Problem set -
[a] According to the post on designing with and designing for, why is spending too short a period in a non-local culture a problem?
[b] In the post on designing with and designing for, copy the passage from "Liz Sanders sets" up to and including "process of co-creation.".

Source text -
This week we discussed the role of ethnography in understanding the differences between “designing with” and “designing for”. This discussion was based around readings by Emily Pilloton and Liz Sanders. The goal was to argue a challenging position related to these two design approaches, and we came to the conclusion that “designing with” does no greater good than “designing for” without commitment.
In order to unpack the idea of commitment, we chose to first consider the two methods of “designing with” that are put forth by both Pilloton and Sanders.
Liz Sanders sets out the primary tenants of co-creation by defining it as “any act of collective creativity that is experienced jointly by two or more people.” She divides the value spectrum of co-creation into three groups: monetary, use/experience, and social. She argues that the social end of this spectrum has the most potential for generating value through the process of co-creation.
Furthermore, Emily Pilloton illustrates a segment of the ethnographic process in designing for social impact, including proximity, empathic investment, and pervasiveness. While ethnography informs co-creation, this act of quiet observation provides meaningful insight that is necessary when investing in designing within a local community. Pilloton’s use of ethnography expands on Sanders’ methodology by making the commitment to living alongside her fellow participants in co-creation. We believe that Pilloton would argue that without this expansion of methodology, we run the risk of “designing with” being too closely related to “designing for”.
Which brings us to the question of what commitment means; how do we adhere to the ethnographic process in designing with a community, instead of for a community? The notion of commitment challenges a prevalent desire for breadth in choosing the more glamorous wide-reaching design projects, also referred to as “scattershot acupuncture”. Commitment in a community also allows us to fully immerse our own subjectivity within the value structure of the people we are working with. If we spend too short of a period in a non-local culture, we often don’t have the time to shed our own value systems in the synthesizing process of research, potentially endangering the community with an imperialist agenda.
Issues within a community are often time intrinsically tied to each other and must be solved holistically as symptoms of larger, more complicated problems. Staying to work within a community beyond the initial scope of the project allows us to gain feedback and tweak the solution to fit an ever changing context. When we commit to the project in the long run, we “are likely to have a larger, stronger, and even exponential impact,” allowing a more true sense of designing with a community.

Dataset entries -
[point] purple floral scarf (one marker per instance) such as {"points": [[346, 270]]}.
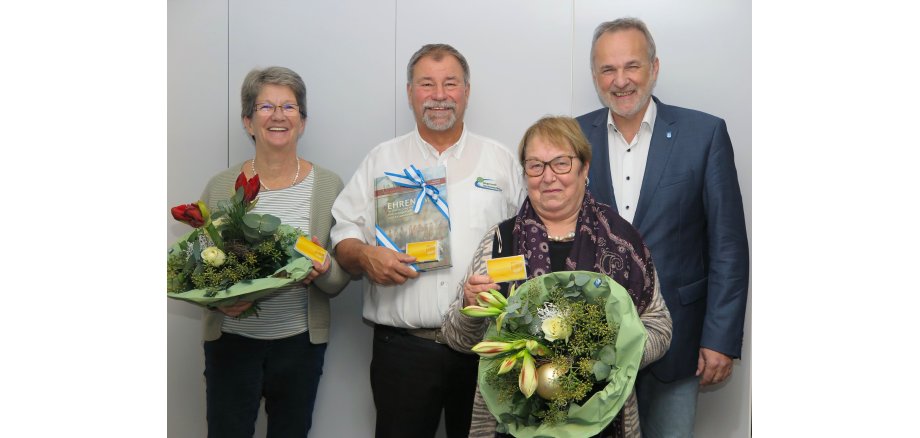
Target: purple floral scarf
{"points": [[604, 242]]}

* * *

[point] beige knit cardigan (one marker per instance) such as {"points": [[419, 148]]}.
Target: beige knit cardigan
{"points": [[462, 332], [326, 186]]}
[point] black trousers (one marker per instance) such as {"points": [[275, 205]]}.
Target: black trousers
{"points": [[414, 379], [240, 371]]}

Solutions to the problems -
[a] A short stay often leaves no time to shed one's own value systems while synthesizing research. This can endanger the community with an imperialist agenda.

[b]
Liz Sanders sets out the primary tenants of co-creation by defining it as “any act of collective creativity that is experienced jointly by two or more people.” She divides the value spectrum of co-creation into three groups: monetary, use/experience, and social. She argues that the social end of this spectrum has the most potential for generating value through the process of co-creation.